Exercise prompt
Copy out all of the lines below exactly; the pictures do not belong in the copy.

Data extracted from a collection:
· · · ·
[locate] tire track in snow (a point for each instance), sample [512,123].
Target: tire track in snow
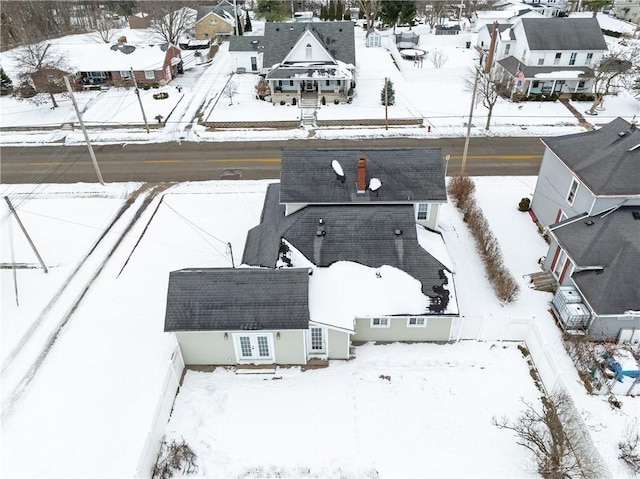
[151,191]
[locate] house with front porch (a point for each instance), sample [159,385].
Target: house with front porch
[313,59]
[587,203]
[549,55]
[325,269]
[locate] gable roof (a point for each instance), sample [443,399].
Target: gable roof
[365,234]
[336,37]
[408,175]
[603,159]
[561,33]
[216,299]
[608,242]
[511,63]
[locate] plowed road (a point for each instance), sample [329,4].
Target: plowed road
[161,162]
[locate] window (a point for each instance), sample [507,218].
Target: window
[423,211]
[379,322]
[572,191]
[416,322]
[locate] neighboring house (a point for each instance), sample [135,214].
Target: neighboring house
[587,200]
[101,63]
[315,59]
[342,237]
[214,23]
[550,55]
[139,21]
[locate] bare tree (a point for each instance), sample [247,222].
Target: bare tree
[105,30]
[554,438]
[370,9]
[614,70]
[490,87]
[438,58]
[41,71]
[230,90]
[170,20]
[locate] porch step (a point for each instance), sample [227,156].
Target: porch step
[256,369]
[316,364]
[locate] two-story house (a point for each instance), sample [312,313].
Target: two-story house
[339,256]
[587,201]
[314,59]
[549,55]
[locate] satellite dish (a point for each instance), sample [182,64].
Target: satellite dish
[337,168]
[375,184]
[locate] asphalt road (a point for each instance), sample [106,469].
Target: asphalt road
[163,162]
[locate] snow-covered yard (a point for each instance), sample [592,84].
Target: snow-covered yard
[397,410]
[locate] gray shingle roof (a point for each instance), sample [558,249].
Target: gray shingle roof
[612,242]
[557,34]
[511,63]
[603,159]
[218,299]
[361,233]
[408,175]
[336,37]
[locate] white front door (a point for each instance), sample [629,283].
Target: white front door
[253,347]
[317,341]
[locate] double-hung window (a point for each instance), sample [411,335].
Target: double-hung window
[379,322]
· · · ·
Answer below
[locate] tire track in snow (a point for each instance), sample [512,123].
Target: tire track in snow
[151,191]
[locate] house with front porch (a point for each instance), sample [159,385].
Target: house with front porch
[313,59]
[587,203]
[549,55]
[325,269]
[locate] gable roof (a point for each instance), sample [443,399].
Target: gable roof
[365,234]
[336,37]
[408,175]
[603,159]
[561,33]
[216,299]
[608,242]
[511,63]
[locate] plowed road (a point for each instance), sample [329,4].
Target: plowed road
[161,162]
[locate] window (a point for each instance), sample [507,218].
Target: window
[423,211]
[379,322]
[572,191]
[416,322]
[locate] neighboring house (a point for each instance), sample [135,214].
Target: neighboring house
[587,200]
[101,63]
[315,59]
[342,237]
[214,23]
[550,55]
[139,21]
[locate] bare tree (a point for each instance), sample [247,222].
Target: bare tree
[105,30]
[554,438]
[370,9]
[614,70]
[490,87]
[438,58]
[41,71]
[230,90]
[170,20]
[locate] porch step (a point for each instance), sample [227,156].
Target: porch step
[256,369]
[316,364]
[locate] two-story house (a point for each instance), sample [312,313].
Target: two-story house
[339,256]
[587,201]
[314,59]
[549,55]
[locate] satellite dish (a point for each instance), sample [182,64].
Target: satellite dish
[337,168]
[375,184]
[locate] asphalt road (a point for each instance), sample [106,469].
Target: asphalt road
[163,162]
[locate] snow-covered yard (a point for each instance), sample [592,84].
Target: snow-covered yard
[397,410]
[locate] gray shingle roof (a point for each instance), sample [558,249].
Target: gray shingle roof
[612,242]
[557,34]
[511,63]
[603,159]
[218,299]
[361,233]
[408,175]
[336,37]
[locate] white front door (a point for each instance), sample [629,283].
Target: white front door
[253,347]
[317,341]
[locate] double-hung window (a point for each instance), sample [411,335].
Target: double-hung window
[379,322]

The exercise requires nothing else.